• Quoted passage:
* start *
Author: markj
Date: Tue Jan  2 18:11:54 2018
New Revision: 327496
URL: https://svnweb.freebsd.org/changeset/base/327496

Log:
  Fix some I/O ordering issues in gmirror.
  
  - BIO_FLUSH requests were dispatched to the disks directly from
    g_mirror_start() rather than going through the mirror's I/O request
    queue, so they could have been reordered with preceding writes.
    Address this by processing such requests from the queue, avoiding
    direct dispatch.
  - Handling for collisions with synchronization requests was too
    fine-grained and could cause reordering of writes. In particular,
    BIO_ORDERED was not being honoured. Address this by effectively
    freezing the request queue any time a collision with a synchronization
    request occurs. The queue is unfrozen once the collision with the
    first frozen request is over.
  - The above-mentioned collision handling allowed reads to jump ahead
    of writes to the same offset. Address this by freezing all request
    types when a collision occurs, not just BIO_WRITEs and BIO_DELETEs.
  
  Also add some more fail points for use in testing error handling.
  
  Reviewed by:  imp
  MFC after:    3 weeks
  Sponsored by: Dell EMC Isilon
  Differential Revision:        https://reviews.freebsd.org/D13559

Modified:
  head/sys/geom/mirror/g_mirror.c

Modified: head/sys/geom/mirror/g_mirror.c
==============================================================================
--- head/sys/geom/mirror/g_mirror.c     Tue Jan  2 17:25:13 2018        
(r327495)
* end *
• Records supplied:
* start *
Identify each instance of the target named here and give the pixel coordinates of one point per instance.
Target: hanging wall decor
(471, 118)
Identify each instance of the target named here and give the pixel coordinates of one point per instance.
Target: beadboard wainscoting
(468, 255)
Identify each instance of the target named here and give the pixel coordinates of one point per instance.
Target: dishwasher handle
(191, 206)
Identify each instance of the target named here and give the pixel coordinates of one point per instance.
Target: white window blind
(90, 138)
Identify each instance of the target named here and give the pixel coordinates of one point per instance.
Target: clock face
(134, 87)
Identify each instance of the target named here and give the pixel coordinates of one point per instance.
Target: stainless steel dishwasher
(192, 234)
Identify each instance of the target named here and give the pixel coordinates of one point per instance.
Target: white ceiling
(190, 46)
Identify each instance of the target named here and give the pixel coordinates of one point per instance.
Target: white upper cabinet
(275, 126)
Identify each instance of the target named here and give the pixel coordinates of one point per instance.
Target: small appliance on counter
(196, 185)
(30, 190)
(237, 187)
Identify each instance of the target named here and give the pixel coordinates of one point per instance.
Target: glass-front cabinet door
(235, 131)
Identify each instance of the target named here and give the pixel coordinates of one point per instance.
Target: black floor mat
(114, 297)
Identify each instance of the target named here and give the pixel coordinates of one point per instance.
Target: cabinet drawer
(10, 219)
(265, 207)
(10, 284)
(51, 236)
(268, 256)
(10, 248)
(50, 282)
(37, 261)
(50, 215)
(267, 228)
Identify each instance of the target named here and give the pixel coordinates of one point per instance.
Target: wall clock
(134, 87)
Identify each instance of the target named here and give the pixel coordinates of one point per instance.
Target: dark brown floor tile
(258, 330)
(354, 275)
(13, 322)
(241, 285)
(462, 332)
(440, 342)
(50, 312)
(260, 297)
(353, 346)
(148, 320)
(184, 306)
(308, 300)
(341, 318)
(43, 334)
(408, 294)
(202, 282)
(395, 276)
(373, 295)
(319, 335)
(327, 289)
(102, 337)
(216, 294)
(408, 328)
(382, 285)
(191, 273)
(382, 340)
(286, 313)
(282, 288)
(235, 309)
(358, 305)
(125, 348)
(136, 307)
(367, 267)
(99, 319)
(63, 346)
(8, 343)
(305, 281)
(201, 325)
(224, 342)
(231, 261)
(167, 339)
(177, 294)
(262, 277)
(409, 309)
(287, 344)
* end *
• Tasks for this exercise:
- 1) Return everything in the commit message from "- The above-mentioned" down to "testing error handling.", copied word for word.
- 2) Which identifiers beginning with "BIO_" appear in the commit message?
- 3) According to the commit message, who reviewed the change?

• Results in order:
- 1)
- The above-mentioned collision handling allowed reads to jump ahead
    of writes to the same offset. Address this by freezing all request
    types when a collision occurs, not just BIO_WRITEs and BIO_DELETEs.
  
  Also add some more fail points for use in testing error handling.

- 2) BIO_FLUSH, BIO_ORDERED, BIO_WRITE, BIO_DELETE

- 3) imp